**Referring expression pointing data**
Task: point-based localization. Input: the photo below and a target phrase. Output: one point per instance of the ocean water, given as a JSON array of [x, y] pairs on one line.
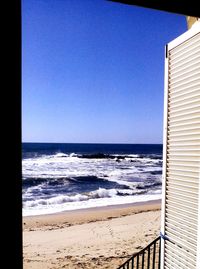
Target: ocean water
[[58, 177]]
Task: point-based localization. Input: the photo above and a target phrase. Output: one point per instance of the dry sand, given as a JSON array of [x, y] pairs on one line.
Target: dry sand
[[93, 238]]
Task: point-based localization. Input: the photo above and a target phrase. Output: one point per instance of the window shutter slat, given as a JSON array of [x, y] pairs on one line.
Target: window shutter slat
[[182, 154]]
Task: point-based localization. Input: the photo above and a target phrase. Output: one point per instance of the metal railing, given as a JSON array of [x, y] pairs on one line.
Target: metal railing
[[147, 258]]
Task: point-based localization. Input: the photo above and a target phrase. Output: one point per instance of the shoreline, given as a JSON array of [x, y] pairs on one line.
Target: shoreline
[[89, 238], [80, 216]]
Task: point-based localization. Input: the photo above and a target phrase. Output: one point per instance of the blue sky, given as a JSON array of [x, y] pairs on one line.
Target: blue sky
[[93, 71]]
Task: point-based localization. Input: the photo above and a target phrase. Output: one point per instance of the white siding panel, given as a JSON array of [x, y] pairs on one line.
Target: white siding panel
[[182, 155]]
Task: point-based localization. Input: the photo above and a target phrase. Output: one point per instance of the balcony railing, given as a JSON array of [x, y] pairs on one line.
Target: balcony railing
[[147, 258]]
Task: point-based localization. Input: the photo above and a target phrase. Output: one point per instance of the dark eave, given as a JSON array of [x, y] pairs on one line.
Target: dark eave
[[187, 8]]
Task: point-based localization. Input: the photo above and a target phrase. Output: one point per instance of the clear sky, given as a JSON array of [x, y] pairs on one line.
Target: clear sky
[[93, 71]]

**TASK GOAL**
Please give a word-for-word repetition of the lines from the one containing "of the clear" through the last line of the data above, including both, and nothing besides.

**OUTPUT OF THE TASK**
Task: point-based localization. Input: the photo above and a target phrase. Output: one point per instance of the clear sky, given as a JSON array of [x, y] pairs on one line.
Target: clear sky
[[93, 71]]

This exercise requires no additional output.